Quoted text:
Cobalt explorers remain unfazed by an industry push to engineer the material out of electric vehicle batteries, saying exponential growth occurring in new energy vehicle sales will spur significant global demand, even if the proportion of cobalt used in each battery is halved.
Since the end of 2016, the price of cobalt traded on the London Metal Exchange has more than doubled as global supply – most of which comes from mines in the Democratic Republic of Congo – has struggled to keep pace with growing demand.
Surging demand for cobalt has been driven by a rapidly increasing take-up of electric vehicles, particularly in China, with the metal a key ingredient in lithium-ion batteries.
Battery manufacturers responded to the scarcity by seeking to use less cobalt, with Tesla founder Elon Musk and Japan’s Panasonic both making worldwide headlines with their plans to achieve zero cobalt usage.
But that’s not necessarily bad for prospective cobalt producers, according to the Sean Gregory, chief executive of cobalt explorer Barra Resources.
Speaking at the 2018 World Mining Summit, hosted in Perth last month by Clariden Global, Mr Gregory acknowledged that a substitution of materials away from cobalt was occurring, but remained confident around the growth prospects for new producers.
“The main battery chemistry at the moment is 6-2-2, which is six parts nickel, two parts magnesium, two parts cobalt, but the industry is moving towards an 8-1-1 chemistry – moving from 20 per cent cobalt in the battery to 10 per cent cobalt in the battery,” Mr Gregory said.
“That’s driven by the necessity of the supply shortage.

Data segment:
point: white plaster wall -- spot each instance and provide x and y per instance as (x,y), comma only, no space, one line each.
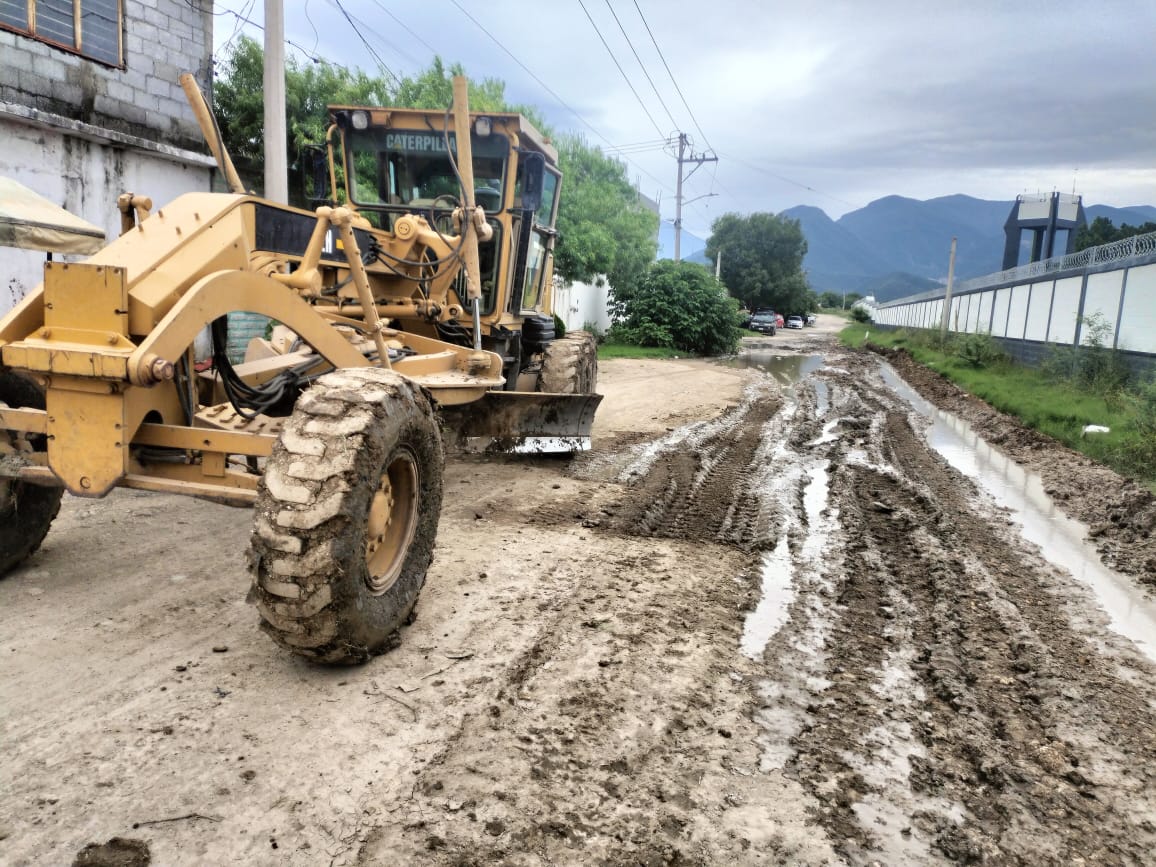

Task prompt:
Pick up the article on cobalt demand for electric vehicle batteries right after its last sentence and carry it forward.

Answer below:
“But despite that reduction in proportion, the growth is still exponential.”
Cobalt Blue chief executive Joe Kaderavek, also presenting at the World Mining Summit, was similarly dismissive of the potential for the metal to disappear from lithium-ion batteries.
Mr Kaderavek said the technology required to reduce cobalt to around 10 per cent of the material in an electric vehicle battery would not be widely available until around 2022.
“You are approaching the theoretical limit of how much cobalt you can rip out of the cathodes,” Mr Kaderavek said.
“Cobalt is, in my terminology, like a glue.
“It effectively provides a stabilising agent for the cathode while it is going through tremendous shocks.
“The 8-1-1 chemistry represents the theoretical minimum for cobalt in a cathode.
“Interestingly, when you see an 8-1-1 car in 2022 and beyond, it will come with its own thermal management software, it will have a circuit breaker built into the software of the car to stop you overstressing the battery.”
Mr Kaderavek said Cobalt Blue’s forecasts, which he described as conservative, indicated cobalt demand would grow by a factor of 70 per cent over the next 10 years.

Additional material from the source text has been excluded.